Given passage —
August 17, 2014
Star Trek: Deep Space Nine: "The Forsaken"
No, sorry. I don't care. I tried. I gave it my best shot. I went in with as open a mind as I could manage, and I completely failed to engage. I don't think there's a single character in the entire 728 episodes and 12 feature films of Star Trek who irritates me as much as Lwaxana Troi. She was introduced in the first season of Star Trek: The Next Generation as the grand, overly dramatic mother of Enterprise counselor Deanna Troi, and I hated her. She returned multiple times to The Next Generation and I hated her then. Now she crops up, rather ridiculously, for the first of three appearances of Deep Space Nine, and I simply can't bring myself to give a damn.
I actually find her entire character mildly offensive, since she falls into this awful cliche of the sexually aggressive middle-aged woman who makes unwanted advances on naive, younger men. Odo may not be younger - who knows how old he is? - but he certainly qualifies as naive. As a result Lwaxana's non-stop sexual overtures constantly make her about as deeply unlikeable as she could possibly be. Her predatory behaviours were tiresome in Season 1 of The Next Generation, and they haven't become less tiresome with familiarity. If someone makes a romantic overture, and you turn them down, it's inappropriate for them to make another overture. It's flat-out wrong for them to make thirty or more. Lwaxana Troi needs to be lined up next to Julian Bashir and legally prosecuted for sexual harassment.

Activity 1 — According to the review of "The Forsaken," in which season of Star Trek: The Next Generation was Lwaxana Troi introduced?
Activity 2 — Continue the review of the Deep Space Nine episode "The Forsaken" from where it stops.

Provided records —
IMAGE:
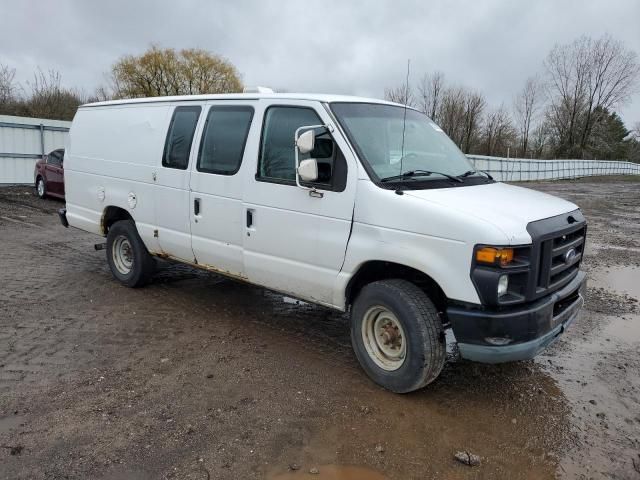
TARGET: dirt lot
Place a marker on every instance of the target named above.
(199, 377)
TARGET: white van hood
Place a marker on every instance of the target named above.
(507, 207)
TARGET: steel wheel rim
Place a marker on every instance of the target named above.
(122, 254)
(384, 338)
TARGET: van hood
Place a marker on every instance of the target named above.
(507, 207)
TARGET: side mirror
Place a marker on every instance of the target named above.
(308, 170)
(306, 142)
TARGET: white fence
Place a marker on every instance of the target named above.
(523, 169)
(23, 141)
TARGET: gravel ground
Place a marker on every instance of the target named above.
(199, 377)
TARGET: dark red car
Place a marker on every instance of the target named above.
(49, 175)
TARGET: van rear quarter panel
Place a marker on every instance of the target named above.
(115, 149)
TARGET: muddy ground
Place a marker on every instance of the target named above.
(199, 377)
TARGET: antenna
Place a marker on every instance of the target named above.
(404, 118)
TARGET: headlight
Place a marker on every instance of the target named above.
(503, 285)
(494, 256)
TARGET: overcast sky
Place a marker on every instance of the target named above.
(352, 47)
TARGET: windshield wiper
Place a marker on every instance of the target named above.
(419, 173)
(473, 172)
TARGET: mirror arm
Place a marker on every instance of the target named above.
(297, 155)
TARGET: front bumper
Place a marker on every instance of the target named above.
(518, 333)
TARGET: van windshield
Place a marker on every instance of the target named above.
(376, 131)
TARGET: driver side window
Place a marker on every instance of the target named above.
(276, 161)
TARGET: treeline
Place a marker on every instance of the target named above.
(157, 72)
(43, 97)
(565, 111)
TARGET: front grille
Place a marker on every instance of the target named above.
(560, 258)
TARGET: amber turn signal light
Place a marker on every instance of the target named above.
(501, 256)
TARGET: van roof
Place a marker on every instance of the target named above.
(245, 96)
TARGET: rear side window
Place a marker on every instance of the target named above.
(223, 140)
(180, 136)
(55, 157)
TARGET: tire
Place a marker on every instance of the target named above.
(128, 258)
(41, 187)
(397, 335)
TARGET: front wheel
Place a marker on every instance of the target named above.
(397, 335)
(128, 258)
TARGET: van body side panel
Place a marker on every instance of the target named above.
(110, 160)
(173, 196)
(440, 244)
(217, 231)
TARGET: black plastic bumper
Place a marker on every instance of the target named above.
(517, 333)
(62, 213)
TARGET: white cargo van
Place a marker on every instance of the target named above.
(356, 204)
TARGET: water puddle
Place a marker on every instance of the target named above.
(622, 279)
(332, 472)
(12, 422)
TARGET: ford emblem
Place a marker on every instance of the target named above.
(569, 256)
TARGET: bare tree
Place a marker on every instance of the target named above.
(49, 99)
(474, 107)
(8, 85)
(162, 72)
(430, 91)
(526, 106)
(584, 78)
(402, 94)
(451, 113)
(498, 132)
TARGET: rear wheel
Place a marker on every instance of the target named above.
(128, 258)
(41, 188)
(397, 335)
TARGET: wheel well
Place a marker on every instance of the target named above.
(112, 215)
(378, 270)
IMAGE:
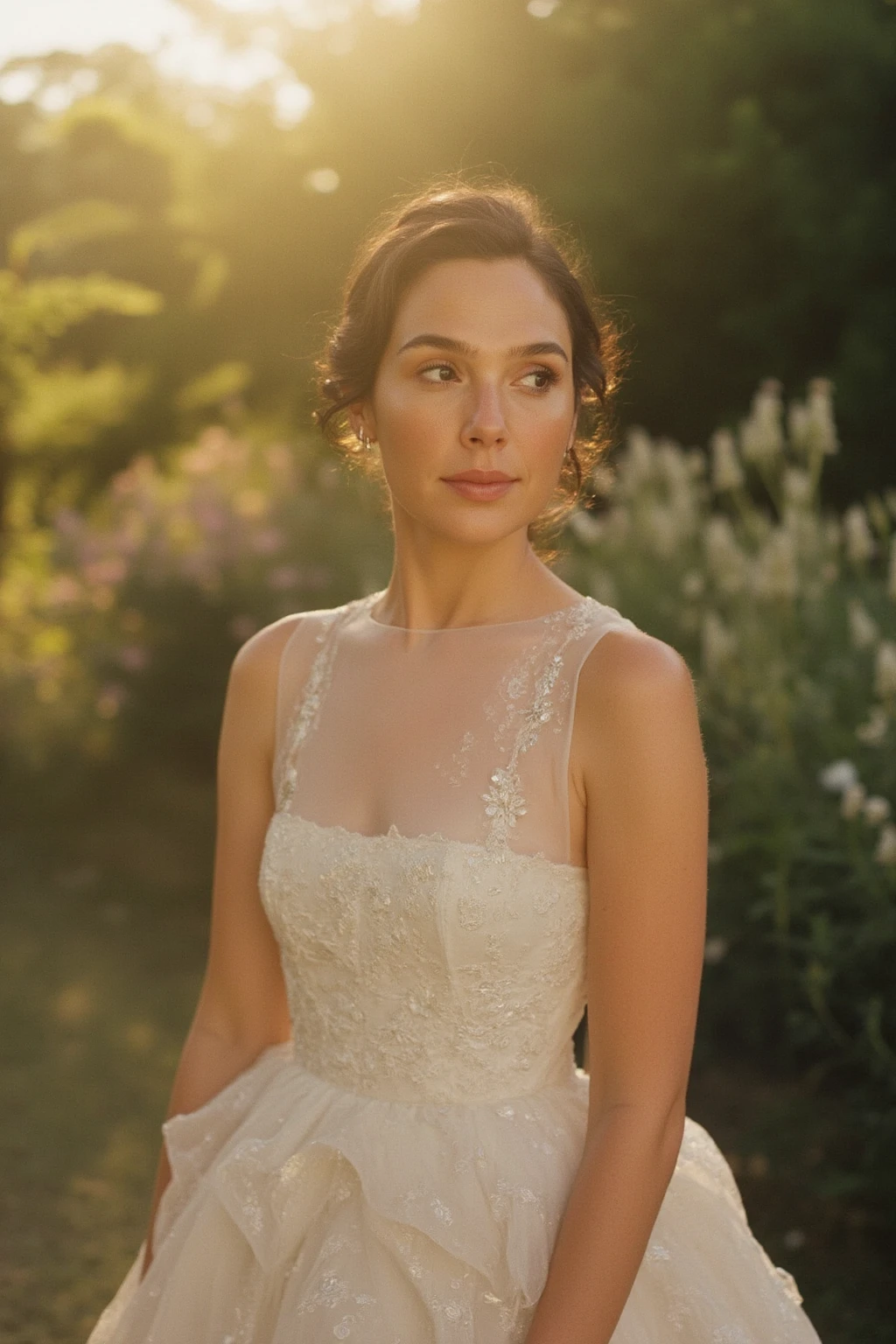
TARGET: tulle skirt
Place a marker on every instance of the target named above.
(300, 1213)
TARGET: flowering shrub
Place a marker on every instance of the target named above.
(786, 614)
(118, 622)
(128, 614)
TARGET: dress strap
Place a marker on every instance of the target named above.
(537, 690)
(309, 701)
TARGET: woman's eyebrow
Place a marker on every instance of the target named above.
(461, 347)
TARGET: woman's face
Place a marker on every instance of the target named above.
(476, 381)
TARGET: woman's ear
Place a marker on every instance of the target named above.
(360, 418)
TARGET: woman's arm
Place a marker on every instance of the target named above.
(242, 1004)
(644, 776)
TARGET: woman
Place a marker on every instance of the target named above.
(451, 814)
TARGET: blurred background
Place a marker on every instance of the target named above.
(183, 186)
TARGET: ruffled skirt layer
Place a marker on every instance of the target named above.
(300, 1213)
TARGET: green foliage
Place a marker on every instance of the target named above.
(788, 619)
(727, 167)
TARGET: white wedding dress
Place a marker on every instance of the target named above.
(396, 1171)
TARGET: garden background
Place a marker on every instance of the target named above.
(171, 257)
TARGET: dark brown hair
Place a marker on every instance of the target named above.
(456, 220)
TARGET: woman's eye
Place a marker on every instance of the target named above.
(444, 373)
(544, 378)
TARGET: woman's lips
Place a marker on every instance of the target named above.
(480, 489)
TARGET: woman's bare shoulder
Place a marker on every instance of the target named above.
(632, 677)
(260, 656)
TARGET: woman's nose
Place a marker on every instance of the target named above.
(485, 426)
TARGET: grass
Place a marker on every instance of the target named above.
(102, 942)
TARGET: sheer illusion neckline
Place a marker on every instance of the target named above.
(485, 626)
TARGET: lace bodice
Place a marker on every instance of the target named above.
(416, 872)
(398, 1170)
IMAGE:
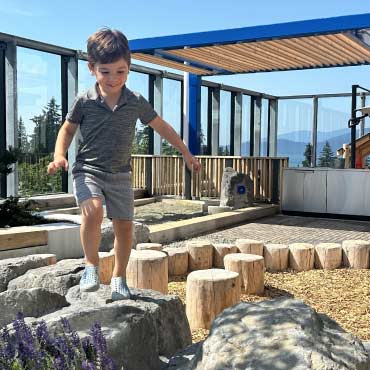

Exercise output 1 — The first season.

Exercise output 2 —
And once you remove her from the piece, it becomes apparent that there really isn't much left to the episode. An alien probe floats past, and O'Brien inadvertently downloads a sentient computer virus, but that only serves to awkwardly trap Odo and Lwaxana in an elevator for half an hour.
Towards the end there's actually some rather nice writing: Odo and Lwaxana do emotionally connect, as she takes off her ridiculous wig and he reverts to his natural liquid state in front of her. The problem is that it's too abrupt, too little too late and isn't earned by the preceding scenes.
This was the last of the Deep Space Nine episodes that re-used Next Generation guest stars to ease audiences into the new series. They were never needed: strong characters and setting would have allowed audiences to engage all by themselves. Crucially not one of these episodes was actually any good. Rather than helping cement the series, they worked to hold it back. Once they were out of the way, Deep Space Nine progressed on a much surer footing.
Nine episodes out of 16 leaves Season 1 with a score of 56%.